◆ Problem to solve
Reproduce all the entries exactly.

◆ Stored data entries
—————
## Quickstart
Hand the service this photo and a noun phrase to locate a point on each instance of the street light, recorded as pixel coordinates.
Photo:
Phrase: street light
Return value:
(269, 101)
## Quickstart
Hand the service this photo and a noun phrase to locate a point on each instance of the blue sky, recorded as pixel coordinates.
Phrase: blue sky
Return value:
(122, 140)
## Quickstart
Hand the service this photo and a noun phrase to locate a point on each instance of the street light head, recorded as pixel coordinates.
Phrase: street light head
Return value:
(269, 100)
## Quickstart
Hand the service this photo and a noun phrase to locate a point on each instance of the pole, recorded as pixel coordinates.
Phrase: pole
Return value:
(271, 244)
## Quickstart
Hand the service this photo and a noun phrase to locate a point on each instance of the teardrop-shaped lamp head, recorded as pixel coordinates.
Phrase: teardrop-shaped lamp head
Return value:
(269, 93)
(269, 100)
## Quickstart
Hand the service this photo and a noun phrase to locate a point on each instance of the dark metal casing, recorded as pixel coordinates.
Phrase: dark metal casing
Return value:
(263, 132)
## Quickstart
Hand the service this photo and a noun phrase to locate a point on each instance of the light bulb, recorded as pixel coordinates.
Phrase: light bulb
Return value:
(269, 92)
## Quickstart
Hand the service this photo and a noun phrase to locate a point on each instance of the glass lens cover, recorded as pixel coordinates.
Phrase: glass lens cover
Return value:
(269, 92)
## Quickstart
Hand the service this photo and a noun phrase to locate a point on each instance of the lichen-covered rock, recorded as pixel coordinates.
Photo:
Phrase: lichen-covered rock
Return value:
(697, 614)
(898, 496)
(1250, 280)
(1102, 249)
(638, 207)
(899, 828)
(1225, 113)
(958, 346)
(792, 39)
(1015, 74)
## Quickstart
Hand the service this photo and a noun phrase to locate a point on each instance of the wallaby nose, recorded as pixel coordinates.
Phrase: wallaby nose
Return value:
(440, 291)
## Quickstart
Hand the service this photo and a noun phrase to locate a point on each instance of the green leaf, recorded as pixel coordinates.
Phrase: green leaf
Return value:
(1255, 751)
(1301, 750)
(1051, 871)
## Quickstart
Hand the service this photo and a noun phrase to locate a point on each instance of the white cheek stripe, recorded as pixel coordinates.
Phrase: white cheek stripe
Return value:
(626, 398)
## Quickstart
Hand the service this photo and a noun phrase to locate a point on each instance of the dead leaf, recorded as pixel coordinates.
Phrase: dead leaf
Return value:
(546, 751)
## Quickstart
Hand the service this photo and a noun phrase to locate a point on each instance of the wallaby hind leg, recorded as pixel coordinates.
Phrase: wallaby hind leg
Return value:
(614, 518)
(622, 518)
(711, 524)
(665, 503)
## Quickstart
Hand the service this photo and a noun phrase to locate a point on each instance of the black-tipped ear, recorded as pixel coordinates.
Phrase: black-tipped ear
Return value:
—————
◆ Result below
## Quickstart
Hand the service this photo and a noun phrase to locate a point on each instance of the street light, recorded as pixel coordinates.
Photo:
Phrase: street light
Return value:
(269, 101)
## Quickstart
Hand the service this photo and a noun phrase to locate a point on each instance of the blue sky, recorded as pixel coordinates.
Phrase: blue sky
Return value:
(122, 140)
## Quickstart
Hand the service this photo and a noun phrase to locate a point on each instance of the street light head, recorded as pixel coordinates.
Phrase: street light head
Return value:
(269, 100)
## Quickstart
Hand the service this photo and a noun phrase to locate a point on each instance of the pole, recorded as pixel coordinates.
Phrase: pole
Return value:
(271, 244)
## Quickstart
Hand the service this photo and a noun phrase to locate a point on each instance of the teardrop-shaped lamp head, recorded as pixel coordinates.
Phrase: teardrop-shaped lamp head
Return value:
(269, 93)
(269, 100)
## Quickstart
Hand the service this photo and a noun phrase to locate a point on each instance of the dark metal casing, recorded as pixel coordinates.
Phrase: dark metal casing
Return value:
(263, 132)
## Quickstart
Hand the service this photo and a noun phrase to locate a point on each instance of the light bulb, recorded as pixel coordinates.
Phrase: light bulb
Return value:
(269, 92)
## Quickstart
Hand the service this photo and a noun phrase to locate a point on each instance of the glass lens cover, recorded as pixel coordinates.
Phrase: glass lens cover
Return value:
(269, 92)
## Quickstart
Hand the service this photo and a noun phrase to locate a point on each instance of the lichen-covered rock, recorded as pixel coordinates.
Photo:
Phrase: lichen-covered rock
Return value:
(697, 614)
(898, 496)
(1250, 280)
(1102, 249)
(638, 207)
(899, 828)
(1225, 113)
(958, 346)
(792, 39)
(1015, 74)
## Quickstart
Hand the service this photo and a noun phrase to locate a point on each instance of the wallaby nose, recorded as pixel coordinates.
Phrase: wallaby nose
Return value:
(440, 291)
## Quickstart
Hand the service this photo and a noun phrase to locate a point on each instance of the green leaf, recorded as pixel coordinates.
Phrase: green leaf
Return value:
(1255, 751)
(1301, 750)
(1051, 871)
## Quickstart
Hand the service this photo and a noun phrase to locate a point on each instance of the white cheek stripe, recorded as pixel coordinates.
Phrase: white cheek stripe
Return value:
(626, 398)
## Quickstart
Hand the service this photo and a noun phrase to locate a point on each instance of the dead leaf, recorded as pixel coordinates.
Phrase: dead leaf
Return value:
(546, 751)
## Quickstart
Hand the service this photo and a noun phrase to locate a point on each instance of the wallaby hind leg, recorded as pixel coordinates.
Phrase: wallaby hind leg
Return value:
(614, 518)
(622, 518)
(711, 524)
(665, 503)
## Quickstart
Hand the service this photo and a noun phrase to locate a point on each instance of the black-tipped ear, recorded as pixel coordinates.
Phrase: black-tipped ear
Return value:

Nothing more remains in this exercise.